For Those Of You Keeping Score At Home, a timeline of my progress in Game Maker goes like this:
I guess it's only been a month and a half since I initially decided Game Maker was the platform for me, but what a long month and a half it would seem to be.  I've spent more time blogging about it than actually using it... it would seem that trend is continuing because, fresh from my first attempt, I have to say it's going to be a bit harder than I thought it would be.

My face when.
(Source: Mike Reed's Flame Warriors.)
I've decided that the "Game Maker's Apprentice" and "Game Maker's Companion" books are not going to be very useful to me.  The trouble with these books is that they're about how to make a really professional looking 2D game in the vein of tried and true game designs of the past.  I want to make the exact opposite: an innovative indy game that may well be ugly looking.  I don't want to make Sonic The Hedgehog, I want to make Minecraft, Dwarf Fortress, or Nethack.  I was hoping to get advanced Game Maker engine tips out of these books but, skimming through the end of the last book, I think I learned more advanced things from a four forum post tutorial from Derek Yu, maker of Spelunky.

Free from having to read these two moderately dense tomes, I was able to go directly into Game Maker and attempt to make my epic space game idea right away.  Yet, inside 5 minutes in Game Maker, something really incredible happened: I was actually making a game... and it rattled me.

--- RECORD EXTRACTS ---
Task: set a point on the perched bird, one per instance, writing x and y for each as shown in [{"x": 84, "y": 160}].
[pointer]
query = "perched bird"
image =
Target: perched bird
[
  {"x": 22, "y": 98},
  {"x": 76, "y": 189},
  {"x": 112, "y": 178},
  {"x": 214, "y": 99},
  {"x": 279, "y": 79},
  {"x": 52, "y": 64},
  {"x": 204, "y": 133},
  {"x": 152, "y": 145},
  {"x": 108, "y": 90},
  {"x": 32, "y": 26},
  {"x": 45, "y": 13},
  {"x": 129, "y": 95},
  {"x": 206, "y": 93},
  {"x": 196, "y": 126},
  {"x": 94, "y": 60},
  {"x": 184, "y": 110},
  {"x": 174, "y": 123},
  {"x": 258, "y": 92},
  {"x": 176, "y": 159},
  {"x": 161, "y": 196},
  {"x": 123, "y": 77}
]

--- SHORT EXERCISE 1 ---
Rewrite the paragraph of the blog post that begins "I've decided that the" more briefly, keeping its main facts.
--- SHORT EXERCISE 2 ---
According to the blog post, how long ago did the writer first decide that Game Maker was the right platform?
--- SHORT EXERCISE 3 ---
Decide whether each statement agrees with the blog post, answering yes or no and quoting the words that settle it: (a) The writer wants to make an innovative indie game that may not look good. (b) The writer has spent more time using Game Maker than blogging about it. (c) Within five minutes in Game Maker, the writer was making a game.
The listing shown with this blog post was drawn from a separate source.

--- CORRECT RESPONSE 1 ---
The writer has decided the "Game Maker's Apprentice" and "Game Maker's Companion" books won't help much. They teach polished 2D games modeled on classic designs, while the writer wants an innovative indie game that may look ugly, more like Minecraft, Dwarf Fortress, or Nethack than Sonic The Hedgehog. The writer skimmed the end of the last book and found that a four-post forum tutorial by Derek Yu, maker of Spelunky, taught more advanced things.

--- CORRECT RESPONSE 2 ---
A month and a half ago.

--- CORRECT RESPONSE 3 ---
(a) Yes: "I want to make the exact opposite: an innovative indy game that may well be ugly looking."
(b) No: "I've spent more time blogging about it than actually using it"
(c) Yes: "inside 5 minutes in Game Maker, something really incredible happened: I was actually making a game"